▸ What you should do: Rescale the stretch from the line containing "Point out every instance of the weathered" through the end of the records, reproducing every line of it and nothing beyond it. Multiply each answer coordinate by 2.35 and round to a whole number with halves rounded up, leaving all other numbers unchanged.

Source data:
++++++++

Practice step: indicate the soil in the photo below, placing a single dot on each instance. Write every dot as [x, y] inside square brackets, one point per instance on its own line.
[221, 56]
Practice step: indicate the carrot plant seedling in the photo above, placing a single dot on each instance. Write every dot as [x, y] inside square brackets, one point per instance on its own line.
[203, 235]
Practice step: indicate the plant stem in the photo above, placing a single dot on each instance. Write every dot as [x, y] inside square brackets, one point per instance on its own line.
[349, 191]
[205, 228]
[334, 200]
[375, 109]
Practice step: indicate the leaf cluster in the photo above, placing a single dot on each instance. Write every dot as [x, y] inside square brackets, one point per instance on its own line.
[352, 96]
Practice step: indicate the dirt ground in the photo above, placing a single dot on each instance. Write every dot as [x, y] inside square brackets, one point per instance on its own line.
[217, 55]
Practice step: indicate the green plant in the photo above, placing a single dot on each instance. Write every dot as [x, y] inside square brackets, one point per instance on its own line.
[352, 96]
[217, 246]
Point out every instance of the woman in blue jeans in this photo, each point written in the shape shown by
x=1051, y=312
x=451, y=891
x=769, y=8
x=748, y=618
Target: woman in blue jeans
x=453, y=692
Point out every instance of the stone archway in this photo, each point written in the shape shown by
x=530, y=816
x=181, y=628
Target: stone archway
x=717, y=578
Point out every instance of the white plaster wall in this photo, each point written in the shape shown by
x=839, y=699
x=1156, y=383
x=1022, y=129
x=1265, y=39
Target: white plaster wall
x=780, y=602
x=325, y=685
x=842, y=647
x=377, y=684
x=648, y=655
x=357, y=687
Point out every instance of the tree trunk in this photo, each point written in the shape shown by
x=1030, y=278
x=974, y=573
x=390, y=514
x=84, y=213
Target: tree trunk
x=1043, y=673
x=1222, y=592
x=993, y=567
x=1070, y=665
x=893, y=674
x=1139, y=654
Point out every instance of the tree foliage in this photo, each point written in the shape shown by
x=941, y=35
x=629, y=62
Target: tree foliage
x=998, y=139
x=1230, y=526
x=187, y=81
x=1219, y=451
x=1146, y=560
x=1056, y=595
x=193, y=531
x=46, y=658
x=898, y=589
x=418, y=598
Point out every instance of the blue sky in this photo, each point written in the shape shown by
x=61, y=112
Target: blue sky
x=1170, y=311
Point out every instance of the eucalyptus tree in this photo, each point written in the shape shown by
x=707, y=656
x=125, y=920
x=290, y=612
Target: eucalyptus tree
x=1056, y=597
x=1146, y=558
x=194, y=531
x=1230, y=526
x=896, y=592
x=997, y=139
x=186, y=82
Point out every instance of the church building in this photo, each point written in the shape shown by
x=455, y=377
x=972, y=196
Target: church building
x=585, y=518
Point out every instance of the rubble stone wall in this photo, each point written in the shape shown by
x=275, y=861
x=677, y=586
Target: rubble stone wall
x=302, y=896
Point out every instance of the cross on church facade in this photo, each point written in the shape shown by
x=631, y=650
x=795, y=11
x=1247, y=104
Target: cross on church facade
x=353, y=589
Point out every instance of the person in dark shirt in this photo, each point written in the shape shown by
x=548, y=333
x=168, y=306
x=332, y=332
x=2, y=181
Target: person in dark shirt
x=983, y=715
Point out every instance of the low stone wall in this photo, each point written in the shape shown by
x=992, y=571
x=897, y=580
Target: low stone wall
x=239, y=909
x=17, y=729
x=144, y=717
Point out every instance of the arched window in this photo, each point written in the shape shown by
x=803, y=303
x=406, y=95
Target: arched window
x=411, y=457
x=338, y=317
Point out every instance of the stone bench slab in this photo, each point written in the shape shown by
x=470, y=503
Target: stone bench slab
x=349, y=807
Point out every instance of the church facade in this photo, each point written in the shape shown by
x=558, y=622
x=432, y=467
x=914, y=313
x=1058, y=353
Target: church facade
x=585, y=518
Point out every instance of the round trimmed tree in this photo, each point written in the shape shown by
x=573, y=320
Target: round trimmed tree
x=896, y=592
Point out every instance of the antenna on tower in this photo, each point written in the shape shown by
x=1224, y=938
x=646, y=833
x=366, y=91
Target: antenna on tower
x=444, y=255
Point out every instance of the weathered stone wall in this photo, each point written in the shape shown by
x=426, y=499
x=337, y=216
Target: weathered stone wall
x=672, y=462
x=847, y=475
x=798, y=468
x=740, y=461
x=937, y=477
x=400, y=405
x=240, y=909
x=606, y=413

++++++++

▸ Exercise solution:
Point out every instance of the weathered stone wall in this photo, each point written in the shape shown by
x=426, y=499
x=337, y=216
Target: weathered stone wall
x=1579, y=1086
x=1990, y=1116
x=1875, y=1100
x=1739, y=1083
x=2202, y=1121
x=940, y=952
x=564, y=2136
x=1424, y=971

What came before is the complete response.